* [What you should do]: What is needed here is each entry reproduced exactly, without its pictures.
Data under study: Begin
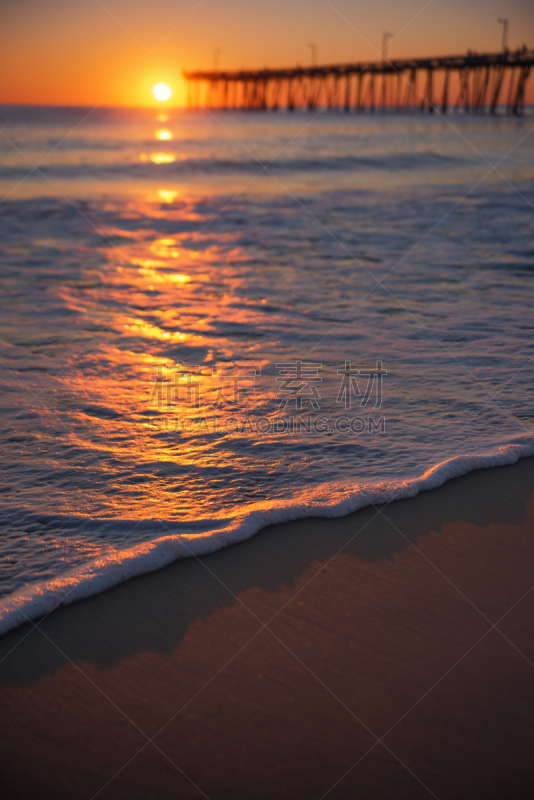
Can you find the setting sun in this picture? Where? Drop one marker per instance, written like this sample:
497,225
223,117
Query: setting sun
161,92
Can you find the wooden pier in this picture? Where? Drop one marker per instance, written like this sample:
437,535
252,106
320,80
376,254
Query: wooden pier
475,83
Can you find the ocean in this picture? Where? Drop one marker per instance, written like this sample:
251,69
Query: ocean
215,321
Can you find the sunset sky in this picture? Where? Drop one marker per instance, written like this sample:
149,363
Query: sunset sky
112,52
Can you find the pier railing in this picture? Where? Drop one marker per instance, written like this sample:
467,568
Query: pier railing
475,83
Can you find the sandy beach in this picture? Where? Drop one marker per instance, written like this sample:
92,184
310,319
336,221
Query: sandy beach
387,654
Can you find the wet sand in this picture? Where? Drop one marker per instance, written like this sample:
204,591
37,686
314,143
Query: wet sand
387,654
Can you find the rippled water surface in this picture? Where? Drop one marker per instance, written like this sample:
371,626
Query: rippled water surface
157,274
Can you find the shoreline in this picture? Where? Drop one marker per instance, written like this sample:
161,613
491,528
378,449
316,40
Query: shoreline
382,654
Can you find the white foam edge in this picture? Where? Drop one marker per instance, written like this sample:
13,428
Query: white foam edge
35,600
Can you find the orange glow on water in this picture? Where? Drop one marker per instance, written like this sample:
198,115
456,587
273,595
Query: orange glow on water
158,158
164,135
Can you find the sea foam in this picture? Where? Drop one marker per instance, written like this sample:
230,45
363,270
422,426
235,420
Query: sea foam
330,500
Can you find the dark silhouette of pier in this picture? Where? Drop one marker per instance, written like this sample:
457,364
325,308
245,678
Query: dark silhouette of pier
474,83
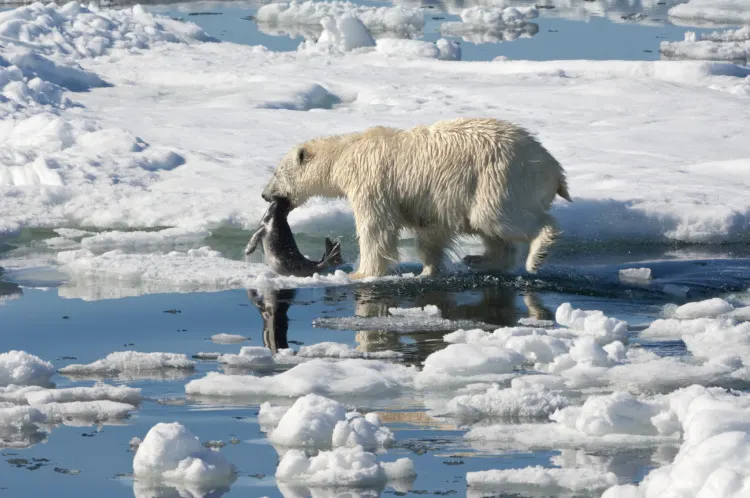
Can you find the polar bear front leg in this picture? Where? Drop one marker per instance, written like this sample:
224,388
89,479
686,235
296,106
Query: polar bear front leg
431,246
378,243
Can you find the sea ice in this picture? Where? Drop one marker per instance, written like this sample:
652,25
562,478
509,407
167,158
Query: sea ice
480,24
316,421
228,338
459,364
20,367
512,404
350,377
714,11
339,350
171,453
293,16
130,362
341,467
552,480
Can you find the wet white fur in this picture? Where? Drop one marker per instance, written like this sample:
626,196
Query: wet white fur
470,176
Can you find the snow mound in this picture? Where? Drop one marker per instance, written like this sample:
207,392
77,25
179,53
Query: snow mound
Data under study: End
* [Solution for this task]:
Can you find the setting sun in this picture? Where? Drop one marker per instance, written like this sample:
497,225
223,117
Query: setting sun
161,92
Can you find the wooden pier in this picture? Where? Drop one marker per instance, written like this sample:
437,535
252,106
320,80
376,254
Query: wooden pier
475,83
Can you find the ocean in this picture? Where? Drop one marker per instance, written like this sample:
251,69
Query: ocean
215,321
Can you find the sunset sky in this picture? Where? Drop one marker per instance, written like this sample:
149,363
Query: sunset sky
112,52
Can you find the pier railing in this picture? Where? Drop one marker per instance, written like this sample:
467,568
Query: pier railing
475,83
Can you find the sandy beach in this picture? Where? Drop one marker per instance, written like this sample:
92,184
310,319
336,221
Query: sandy beach
387,654
Can you find the wet sand in this picture? Where? Drop one marker per instance, written like this sample:
204,591
37,686
314,143
Query: wet sand
387,654
Can you find the rippled water surface in this picture? Where? Drop one marker per instance, written like this sample:
371,626
Query: rippled water surface
157,274
Can you find the shoreline in this picture? Where? Drop one marker per instance, written like this sample:
161,613
491,528
378,449
316,40
Query: shoreline
382,654
Can you find the white foam edge in this picture? Where? Drop one marker per instance, written like this sample:
13,428
Query: white foam edge
35,600
Can you find the orange glow on water in this picture? Where? Drop one marker per instance, written like this sample:
198,115
456,587
273,595
Query: orange glow on water
158,158
164,135
Can you find the sea foam in this picture? Where? Drop one marker per instance, written like this sample:
230,45
363,270
422,426
235,420
Query: sea foam
330,500
Can you find the dark silhouette of pier in this picture? Where? Drop one marker per instance, written like this sample:
457,364
325,308
245,678
Query: dark silhouette of pier
474,83
Can you find the polar bear front leg in this picture? Where? Drop one marker per instance, written like this sample:
224,388
89,479
686,235
296,106
Query: polar bear front leg
431,246
378,243
Can you find the sea ice in this picture? Where? Drop one marker per instance, written like this sample:
652,25
562,478
509,407
167,158
Query: sea ice
480,24
316,421
228,338
459,364
20,367
512,404
350,377
714,11
339,350
171,453
293,16
130,362
341,467
552,480
Can you find the wet white fur in this picture? Where? Drop one marker per instance, written like this sample:
626,196
Query: wet white fur
470,176
Can you find the snow mound in this picture? Where? Drop one marker per instance, written like this sample:
207,392
77,25
179,53
Query: snow mound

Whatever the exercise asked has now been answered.